人間のクズ!

敵は自分の中にいる。ちょっとだけ抗ってみたくなった、ぽ子55歳。

償い/ 矢口敦子

スマホのせいで、本を読む時間が激減してしまった。

病院の長い待ち時間で一気に半分ほど読めたので、勢いがついたのだ。

久しぶりに、読みきったEE:AE5B1

もともとは医者であった日高だったが、病院内の策略にはまり、全てを失った。

家庭を顧みず自分のことだけを考えて生きていたのだ、彼は家族をも失い、ホームレスと成り果てていた。

埼玉のベッドタウンでゴミを漁り、図書館で時間を潰す。

そこで出会った少年・真人は、昔自分が命を救った子であった。

失った自分の息子と重ね、特別な思いを抱くようになっていく日高。

しかしやがて分かってくる、真人の歪んだ価値観。

自分が救った命は、救うべきではない命だったのだろうか。自問自答する中、この町で起こった連続殺人事件の「点」が、「線」となっていく。

これ以上、死者を出してはいけない、罪を重ねさせてはいけない。日高の願いも空しく・・・。

うーん。まぁ良くある「犯人は意外な人物だった」というオチなのだが、それが分かったところで別段驚きもなかったのはなぜだろう??

もうややこし過ぎて、どうでもよくなっていたのだ(笑)

**提示資料**
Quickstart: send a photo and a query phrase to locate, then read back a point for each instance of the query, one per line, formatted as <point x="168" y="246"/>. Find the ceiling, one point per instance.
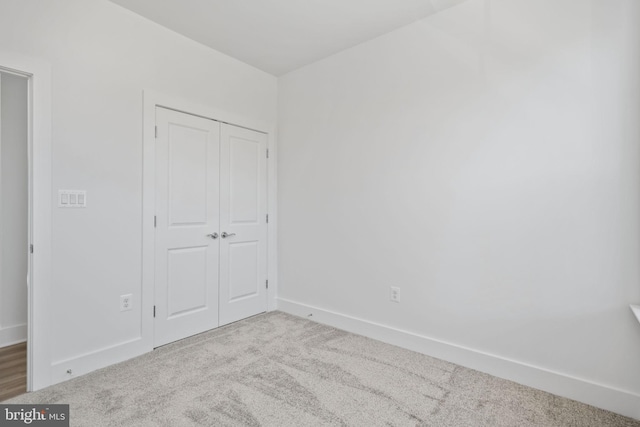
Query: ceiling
<point x="278" y="36"/>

**課題**
小説『償い』の感想文から、「病院の長い待ち時間で一気に半分ほど読めたので、勢いがついたのだ。」から「そこで出会った少年・真人は、昔自分が命を救った子であった。」までを、両端の語句も含めて一字一句違えずに書き写せ。

**出力結果**
病院の長い待ち時間で一気に半分ほど読めたので、勢いがついたのだ。

久しぶりに、読みきったEE:AE5B1

もともとは医者であった日高だったが、病院内の策略にはまり、全てを失った。

家庭を顧みず自分のことだけを考えて生きていたのだ、彼は家族をも失い、ホームレスと成り果てていた。

埼玉のベッドタウンでゴミを漁り、図書館で時間を潰す。

そこで出会った少年・真人は、昔自分が命を救った子であった。